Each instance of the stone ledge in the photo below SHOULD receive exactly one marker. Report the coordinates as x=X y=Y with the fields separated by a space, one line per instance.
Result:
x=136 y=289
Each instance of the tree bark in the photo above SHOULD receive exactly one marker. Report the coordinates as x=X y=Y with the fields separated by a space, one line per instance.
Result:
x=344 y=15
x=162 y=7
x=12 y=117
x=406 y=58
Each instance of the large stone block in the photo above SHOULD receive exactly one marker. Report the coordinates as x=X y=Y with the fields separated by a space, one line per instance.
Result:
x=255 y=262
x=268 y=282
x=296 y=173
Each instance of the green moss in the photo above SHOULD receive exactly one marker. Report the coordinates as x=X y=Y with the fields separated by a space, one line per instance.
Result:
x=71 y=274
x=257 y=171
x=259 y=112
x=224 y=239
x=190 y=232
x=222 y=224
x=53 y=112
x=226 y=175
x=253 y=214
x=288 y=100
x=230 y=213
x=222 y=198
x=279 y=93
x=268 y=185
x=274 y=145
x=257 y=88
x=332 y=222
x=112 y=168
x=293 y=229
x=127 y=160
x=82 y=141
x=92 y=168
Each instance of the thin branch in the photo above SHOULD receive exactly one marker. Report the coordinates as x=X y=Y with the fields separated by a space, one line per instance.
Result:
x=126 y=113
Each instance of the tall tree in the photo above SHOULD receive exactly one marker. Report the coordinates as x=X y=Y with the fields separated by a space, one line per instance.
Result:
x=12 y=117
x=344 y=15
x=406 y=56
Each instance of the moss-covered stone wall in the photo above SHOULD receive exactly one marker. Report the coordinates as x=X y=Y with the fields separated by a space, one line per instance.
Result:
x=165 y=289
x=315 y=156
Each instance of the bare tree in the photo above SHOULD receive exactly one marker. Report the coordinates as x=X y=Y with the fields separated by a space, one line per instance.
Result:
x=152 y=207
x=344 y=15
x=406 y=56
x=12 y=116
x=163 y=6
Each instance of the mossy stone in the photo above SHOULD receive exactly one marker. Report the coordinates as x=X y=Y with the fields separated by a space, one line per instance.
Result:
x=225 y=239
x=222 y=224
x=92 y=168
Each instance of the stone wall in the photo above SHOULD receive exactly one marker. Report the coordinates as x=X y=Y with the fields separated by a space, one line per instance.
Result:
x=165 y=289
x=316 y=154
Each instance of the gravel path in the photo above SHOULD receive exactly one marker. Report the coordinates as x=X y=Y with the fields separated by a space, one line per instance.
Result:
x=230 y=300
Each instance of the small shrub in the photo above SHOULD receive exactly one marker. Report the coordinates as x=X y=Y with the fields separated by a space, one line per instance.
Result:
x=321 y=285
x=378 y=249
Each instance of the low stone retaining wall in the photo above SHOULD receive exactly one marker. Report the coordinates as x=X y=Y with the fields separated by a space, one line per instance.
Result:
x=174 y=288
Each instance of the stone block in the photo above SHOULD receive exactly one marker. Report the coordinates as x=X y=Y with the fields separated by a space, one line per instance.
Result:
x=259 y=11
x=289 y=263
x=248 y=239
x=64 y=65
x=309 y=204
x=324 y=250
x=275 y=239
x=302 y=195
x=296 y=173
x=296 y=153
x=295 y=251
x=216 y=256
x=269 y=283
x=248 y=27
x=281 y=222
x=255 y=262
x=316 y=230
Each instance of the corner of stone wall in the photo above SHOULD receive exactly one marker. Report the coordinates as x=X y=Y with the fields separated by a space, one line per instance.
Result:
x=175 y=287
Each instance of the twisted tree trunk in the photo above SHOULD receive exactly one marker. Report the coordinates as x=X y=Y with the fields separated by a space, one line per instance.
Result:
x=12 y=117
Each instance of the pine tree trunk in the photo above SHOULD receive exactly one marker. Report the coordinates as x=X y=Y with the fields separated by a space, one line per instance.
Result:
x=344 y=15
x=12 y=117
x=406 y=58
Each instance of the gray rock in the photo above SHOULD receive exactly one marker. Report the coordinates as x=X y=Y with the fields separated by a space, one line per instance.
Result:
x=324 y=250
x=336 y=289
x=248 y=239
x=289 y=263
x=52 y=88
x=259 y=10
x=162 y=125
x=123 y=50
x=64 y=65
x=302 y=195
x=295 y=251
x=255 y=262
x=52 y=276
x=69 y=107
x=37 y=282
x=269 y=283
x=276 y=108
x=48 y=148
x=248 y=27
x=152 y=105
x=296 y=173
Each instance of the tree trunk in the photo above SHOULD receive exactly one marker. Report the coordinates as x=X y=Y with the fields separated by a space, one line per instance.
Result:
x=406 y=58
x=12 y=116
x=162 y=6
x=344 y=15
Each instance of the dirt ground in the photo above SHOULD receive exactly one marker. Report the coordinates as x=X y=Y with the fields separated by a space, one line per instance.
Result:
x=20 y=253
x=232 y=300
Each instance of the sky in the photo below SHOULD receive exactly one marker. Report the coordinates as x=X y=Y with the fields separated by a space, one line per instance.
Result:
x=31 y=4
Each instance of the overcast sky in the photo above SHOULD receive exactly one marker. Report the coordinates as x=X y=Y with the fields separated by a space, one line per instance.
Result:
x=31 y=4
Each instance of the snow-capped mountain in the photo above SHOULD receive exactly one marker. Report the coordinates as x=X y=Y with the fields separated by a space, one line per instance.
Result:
********************
◆ **What to do**: Return all of the rows above word for word, with nothing changed.

◆ **The result**:
Each instance of the stone ledge in the photo below SHOULD receive exactly one marker. Report the coordinates as x=X y=Y with the fields separated by a space, one line per instance.
Result:
x=136 y=289
Each instance of the tree bark in the photo above SHOULD receive exactly one marker. Report the coordinates as x=X y=Y with the fields separated by a space, one line per instance.
Result:
x=344 y=15
x=162 y=7
x=12 y=117
x=406 y=58
Each instance of the large stone block in the photo above SHOULD receive exactly one marker. Report the coordinates as x=X y=Y with the fields separated by a space, one line per instance.
Result:
x=255 y=262
x=268 y=282
x=296 y=173
Each instance of the green moss in the photo above SHOULD receive exactly one marker. Report the coordinates as x=X y=Y with the fields separated by a space, one line per instance.
Result:
x=71 y=274
x=257 y=171
x=259 y=112
x=224 y=239
x=190 y=232
x=222 y=224
x=53 y=112
x=226 y=175
x=253 y=214
x=288 y=100
x=230 y=213
x=222 y=198
x=279 y=93
x=268 y=185
x=274 y=145
x=257 y=88
x=332 y=222
x=112 y=168
x=293 y=229
x=127 y=160
x=82 y=141
x=92 y=168
Each instance of the thin branch in the photo above SHOULD receive exactly one marker. Report the coordinates as x=X y=Y with the fields separated by a space, one line per instance.
Result:
x=126 y=113
Each instance of the tall tree in the photo above SHOULD receive exactly one marker. Report the coordinates as x=X y=Y with the fields separated by a space, one line per instance.
Result:
x=12 y=117
x=344 y=15
x=406 y=56
Each instance of the moss-covered stone wall in the photo above SHOULD receive exactly one marker. Report the coordinates as x=X y=Y with the fields separated by a space, one line per instance.
Result:
x=165 y=289
x=315 y=156
Each instance of the bare tree in the photo above SHOULD receive exactly one marker. Report the coordinates as x=X y=Y with the fields separated by a space, one line per instance.
Result:
x=152 y=207
x=344 y=15
x=406 y=56
x=12 y=116
x=163 y=6
Each instance of the mossy stone in the photo above SHOULD receive exactly one marker. Report the coordinates as x=X y=Y with the fields separated by a space, one line per instance.
Result:
x=225 y=239
x=222 y=224
x=92 y=168
Each instance of the stone wall in the photo above SHOULD receive exactly one marker. Report the coordinates as x=X y=Y with the fields separated by a space, one line per instance.
Result:
x=165 y=289
x=316 y=154
Each instance of the gravel path in the photo above SHOULD receive exactly one marker. Report the coordinates as x=X y=Y with the fields separated by a space, one line per instance.
Result:
x=230 y=300
Each instance of the small shrub in the photo above SHOULD receive exactly one marker. Report the coordinates as x=X y=Y with the fields separated by a space, one line per instance.
Result:
x=321 y=285
x=378 y=249
Each instance of the low stone retaining wall in the photo above SHOULD receive exactly one marker. Report the coordinates as x=X y=Y with the fields separated by a space, one line per instance.
Result:
x=174 y=288
Each instance of the stone block in the photo above SHOULD receive exactly one marker. Report the coordinates as x=X y=Y with the fields separated by a space, one line per instance.
Result:
x=259 y=11
x=289 y=263
x=248 y=239
x=64 y=65
x=309 y=204
x=324 y=250
x=275 y=239
x=302 y=195
x=296 y=173
x=296 y=153
x=295 y=251
x=216 y=256
x=269 y=283
x=248 y=27
x=281 y=222
x=255 y=262
x=316 y=230
Each instance of the corner of stone wall in the photo above SHOULD receive exactly one marker. Report the coordinates as x=X y=Y with the fields separated by a space, one line per instance.
Result:
x=175 y=287
Each instance of the twisted tree trunk in the photo above SHOULD receive exactly one marker. Report the coordinates as x=X y=Y with the fields separated by a space, one line per instance.
Result:
x=12 y=117
Each instance of the pine tree trunk in the photo above SHOULD receive exactly one marker. Report the coordinates as x=X y=Y with the fields separated by a space, one line per instance.
Result:
x=344 y=15
x=12 y=117
x=406 y=58
Each instance of the gray rock in the photo above SHOULD receive exactly one marker. Report the coordinates as x=X y=Y with the fields separated by a space, one line per instance.
Result:
x=324 y=250
x=336 y=289
x=248 y=239
x=289 y=263
x=52 y=88
x=259 y=10
x=162 y=125
x=123 y=50
x=64 y=65
x=302 y=195
x=295 y=251
x=255 y=262
x=52 y=276
x=69 y=107
x=37 y=282
x=269 y=283
x=276 y=108
x=48 y=148
x=248 y=27
x=152 y=105
x=296 y=173
Each instance of the tree trunk in the photo above SHOULD receive exactly one marker. Report the coordinates as x=X y=Y with the fields separated by a space, one line per instance.
Result:
x=406 y=58
x=12 y=116
x=162 y=6
x=344 y=15
Each instance of the dirt ground in the photo above SHOULD receive exactly one marker. Report the coordinates as x=X y=Y with the fields separated by a space, one line per instance.
Result:
x=20 y=253
x=232 y=300
Each instance of the sky in the photo below SHOULD receive exactly one marker. Report the coordinates as x=X y=Y with the fields separated by a space, one line per instance.
Result:
x=31 y=4
Each instance of the overcast sky in the photo above SHOULD receive exactly one marker. Report the coordinates as x=X y=Y with the fields separated by a space, one line per instance.
Result:
x=31 y=4
Each instance of the snow-capped mountain in the photo above SHOULD receive exactly one marker. Report the coordinates as x=X y=Y with the fields separated by a space, one line per instance.
Result:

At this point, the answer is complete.